- [SUPPLIED DATA]
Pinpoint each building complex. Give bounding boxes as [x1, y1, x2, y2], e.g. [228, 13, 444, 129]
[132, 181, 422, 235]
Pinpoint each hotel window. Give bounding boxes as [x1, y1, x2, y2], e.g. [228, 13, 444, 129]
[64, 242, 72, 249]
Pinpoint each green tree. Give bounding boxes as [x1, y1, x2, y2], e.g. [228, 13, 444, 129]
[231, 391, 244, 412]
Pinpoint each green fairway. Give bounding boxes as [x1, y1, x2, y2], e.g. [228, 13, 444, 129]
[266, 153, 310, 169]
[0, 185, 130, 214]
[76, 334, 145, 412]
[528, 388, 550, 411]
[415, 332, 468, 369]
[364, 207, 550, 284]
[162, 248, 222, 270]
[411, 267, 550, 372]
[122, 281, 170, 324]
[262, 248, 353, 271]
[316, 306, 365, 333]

- [YOUR ASSIGNMENT]
Set down the data in full, word for word.

- [OUTPUT OF THE TASK]
Pinpoint each building complex. Give bounding boxes as [x1, y1, x2, y2], e.g. [228, 13, 444, 129]
[132, 181, 422, 235]
Pinpoint each hotel window. Give bounding boxes as [x1, y1, x2, y2], e.g. [228, 13, 444, 129]
[64, 242, 72, 249]
Pinpoint each green tree. Give bounding boxes as [x1, y1, x2, y2], e.g. [228, 13, 444, 129]
[231, 391, 244, 412]
Pinpoint each green fairway. Give bounding boxes as [x1, y1, x2, y2], e.g. [228, 13, 444, 129]
[266, 153, 310, 169]
[0, 185, 130, 214]
[76, 334, 145, 412]
[528, 388, 550, 411]
[415, 332, 468, 369]
[364, 207, 550, 284]
[162, 248, 222, 270]
[411, 267, 550, 372]
[122, 281, 170, 324]
[262, 248, 353, 271]
[316, 306, 365, 333]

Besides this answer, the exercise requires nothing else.